I would strongly suggest switching between those modes. It's something my projects do:

Briefly looking at how we find matching interactions I think the only real special-casing we have is here. Finally, our Adapter contains the logic as to whether or not to attempt to retrieve a new request here. If none works, but new_episodes doesn't, I wonder what other pytest settings you might be using that might be affecting this. I've never seen it otherwise.

havok2063 commented 6 years ago

Yeah, that seems like what I'll have to do then. It's an easy enough solution for now. Looking through your links I don't find anything odd about the matching. I did some more tests and the bug might be an issue with recording tests from a localhost server. Here is a vanilla test setup that doesn't use any of our convoluted setup in our main software.

import pytest
import betamax
from betamax_serializers import pretty_json
from marvin import config
import os

# Configure Betamax
# -------------------
betamax.Betamax.register_serializer(pretty_json.PrettyJSONSerializer)
with betamax.Betamax.configure() as beta_config:
    beta_config.cassette_library_dir = os.path.realpath(os.path.join(os.path.dirname(__file__), '../tests/cassettes/'))
    beta_config.default_cassette_options['match_requests_on'] = ['method', 'uri', 'body']
    beta_config.default_cassette_options['record_mode'] = 'new_episodes'
    beta_config.default_cassette_options['serialize_with'] = 'prettyjson'
pytest.mark.usefixtures('betamax_session')

◇ ◇ ◇ ◇ ◇ ◇ ◇

▶ WRITTEN TASK 1: Report each line of the records that contains the string "cloud".

▶ EXERCISE DATA:
◇ ◇ ◇ ◇ ◇ ◇ ◇

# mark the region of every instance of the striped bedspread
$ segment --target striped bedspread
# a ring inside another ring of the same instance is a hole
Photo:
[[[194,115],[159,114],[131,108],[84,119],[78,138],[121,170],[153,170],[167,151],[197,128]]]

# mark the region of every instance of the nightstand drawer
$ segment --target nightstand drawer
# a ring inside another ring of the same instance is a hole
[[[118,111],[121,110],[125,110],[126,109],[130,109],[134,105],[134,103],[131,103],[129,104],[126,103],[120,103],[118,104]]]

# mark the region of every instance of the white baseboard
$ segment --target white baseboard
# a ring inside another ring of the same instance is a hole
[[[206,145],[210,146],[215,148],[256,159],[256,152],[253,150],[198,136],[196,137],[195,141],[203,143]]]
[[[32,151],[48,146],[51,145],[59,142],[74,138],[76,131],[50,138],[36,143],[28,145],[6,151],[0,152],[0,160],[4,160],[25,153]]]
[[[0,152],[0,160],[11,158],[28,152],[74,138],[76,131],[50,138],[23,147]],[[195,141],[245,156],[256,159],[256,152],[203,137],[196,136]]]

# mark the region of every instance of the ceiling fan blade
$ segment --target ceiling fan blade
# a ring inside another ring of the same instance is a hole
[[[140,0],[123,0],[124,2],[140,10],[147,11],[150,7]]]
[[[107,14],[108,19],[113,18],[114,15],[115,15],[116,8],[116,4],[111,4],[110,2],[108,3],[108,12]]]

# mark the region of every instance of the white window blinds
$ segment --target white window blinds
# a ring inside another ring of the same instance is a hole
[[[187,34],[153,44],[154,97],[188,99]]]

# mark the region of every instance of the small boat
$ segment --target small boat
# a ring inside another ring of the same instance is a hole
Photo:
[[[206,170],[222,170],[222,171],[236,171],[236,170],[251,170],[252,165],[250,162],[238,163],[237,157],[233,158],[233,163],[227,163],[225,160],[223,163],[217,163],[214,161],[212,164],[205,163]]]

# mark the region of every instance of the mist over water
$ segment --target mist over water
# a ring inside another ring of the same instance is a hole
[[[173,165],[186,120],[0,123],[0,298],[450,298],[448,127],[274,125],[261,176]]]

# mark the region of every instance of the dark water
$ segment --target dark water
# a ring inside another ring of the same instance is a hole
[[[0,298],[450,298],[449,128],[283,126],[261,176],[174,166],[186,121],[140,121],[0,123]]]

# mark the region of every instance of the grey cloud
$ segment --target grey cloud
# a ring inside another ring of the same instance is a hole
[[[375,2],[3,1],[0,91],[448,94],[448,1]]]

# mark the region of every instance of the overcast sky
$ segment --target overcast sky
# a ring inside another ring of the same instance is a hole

◇ ◇ ◇ ◇ ◇ ◇ ◇

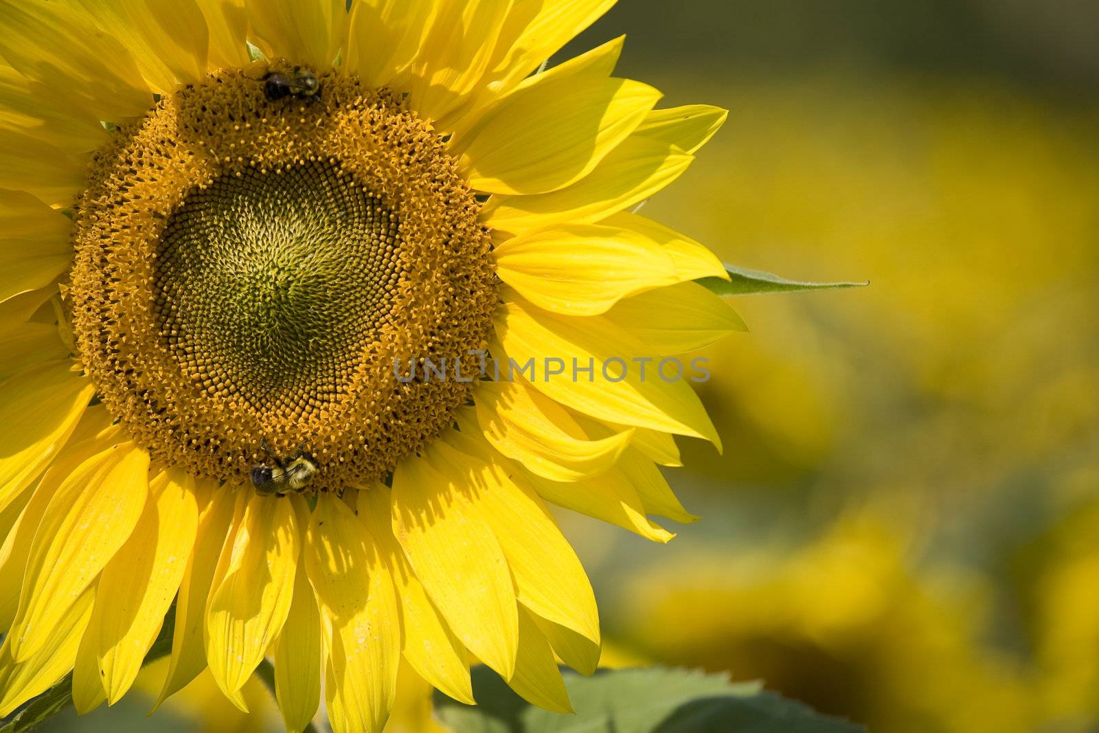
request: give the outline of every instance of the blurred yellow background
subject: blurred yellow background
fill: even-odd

◇ ◇ ◇ ◇ ◇ ◇ ◇

▶ WRITTEN TASK 2: Reproduce verbatim the portion of the Betamax thread from "Briefly looking at" up to and including "our main software.".

▶ CORRECT ANSWER 1:
# mark the region of every instance of the grey cloud
$ segment --target grey cloud

▶ CORRECT ANSWER 2:
Briefly looking at how we find matching interactions I think the only real special-casing we have is here. Finally, our Adapter contains the logic as to whether or not to attempt to retrieve a new request here. If none works, but new_episodes doesn't, I wonder what other pytest settings you might be using that might be affecting this. I've never seen it otherwise.

havok2063 commented 6 years ago

Yeah, that seems like what I'll have to do then. It's an easy enough solution for now. Looking through your links I don't find anything odd about the matching. I did some more tests and the bug might be an issue with recording tests from a localhost server. Here is a vanilla test setup that doesn't use any of our convoluted setup in our main software.